Passage for review ▸
- Opening Delimiter -
My call: large-scale replacement of mid-level programmers is no longer speculative. It is happening.
Where do new programmers go in the AI era?
Six months ago, junior replacement was obvious. In early 2026, with this quality level from Codex, mid-level replacement is operational reality. Senior replacement is likely a matter of time.
The role “programmer” may fade. “Software engineer” remains. Difference is simple: Programmers write code. Software engineers solve what to build, why to build it, and how to verify it.
Software may stop behaving like a “high-tech exception” industry and revert toward normal industrial dynamics. A significant share of software jobs may disappear, while displaced talent diffuses into other industries. That increases competitive pressure everywhere.
AI ripped the software facade off
Software meltdown: the middle layer gets flattened
Who Wins, Who Gets Hit#
The old software labor shape was spindle-like: few top experts, many mid-level engineers, many juniors. AI pressure is concentrated in the middle. In big tech terms, people around 3 to 5 years in are most exposed.
- Closing Delimiter -
(Collected data)
- Opening Delimiter -
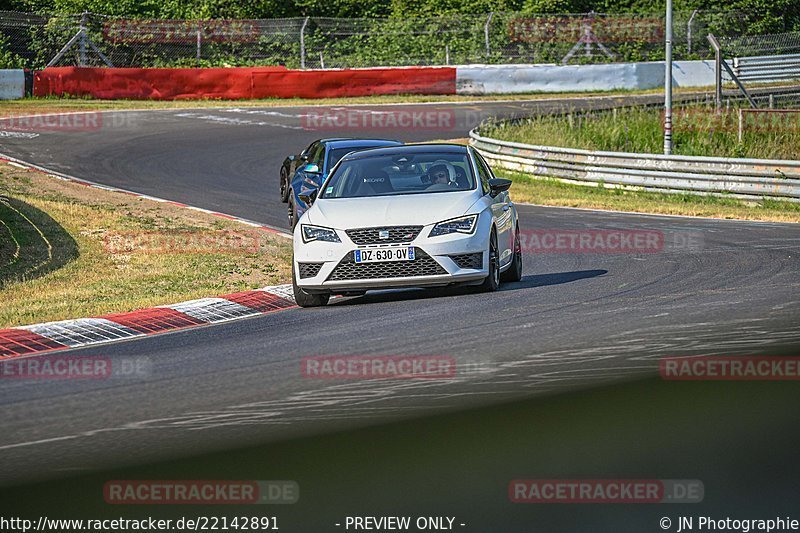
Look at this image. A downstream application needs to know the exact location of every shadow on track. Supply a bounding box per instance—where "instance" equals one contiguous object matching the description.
[329,269,608,306]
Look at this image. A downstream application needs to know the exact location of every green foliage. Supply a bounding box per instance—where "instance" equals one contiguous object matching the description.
[0,35,25,68]
[482,106,800,159]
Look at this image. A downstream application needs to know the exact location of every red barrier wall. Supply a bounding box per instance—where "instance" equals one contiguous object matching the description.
[33,67,456,100]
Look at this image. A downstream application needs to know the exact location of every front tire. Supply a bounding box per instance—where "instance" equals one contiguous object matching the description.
[281,166,289,203]
[500,227,522,281]
[292,268,331,307]
[479,229,500,292]
[286,191,297,230]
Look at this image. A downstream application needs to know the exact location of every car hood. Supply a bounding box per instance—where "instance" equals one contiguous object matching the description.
[307,190,479,229]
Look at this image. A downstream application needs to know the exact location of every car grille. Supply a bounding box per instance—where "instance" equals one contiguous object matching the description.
- Closing Delimiter -
Exercises ▸
1 - Copy the passage on AI and programming jobs starting at "Where do new" and ending at "to verify it.", but switch "operational reality" to "everyday reality".
2 - Resume the passage on AI and programming jobs, writing what comes after its last sentence.
You won't need the entries for any of this.

Answers given ▸
1 -
Where do new programmers go in the AI era?
Six months ago, junior replacement was obvious. In early 2026, with this quality level from Codex, mid-level replacement is everyday reality. Senior replacement is likely a matter of time.
The role “programmer” may fade. “Software engineer” remains. Difference is simple: Programmers write code. Software engineers solve what to build, why to build it, and how to verify it.

2 -
Senior experts, however, are entering a strong leverage window. I expect this window to last at least about two years.
Counterintuitively, strong new grads may do well: lower cost, faster learning, less tooling lock-in. My expectation for near-term software best practice is sub-10-person teams: 1 to 3 core experts, 6 to 7 interns/juniors, each augmented by 2 to 3 agents.
At the extreme, a top expert can orchestrate a swarm of agents and ship outsized projects solo. “One Person Company” will become common. Pigsty at this scale would have been impossible for me without AI.
I do not have much interest in evangelizing vibe coding. Quiet compounding works better.
But the shift is real. Plan accordingly.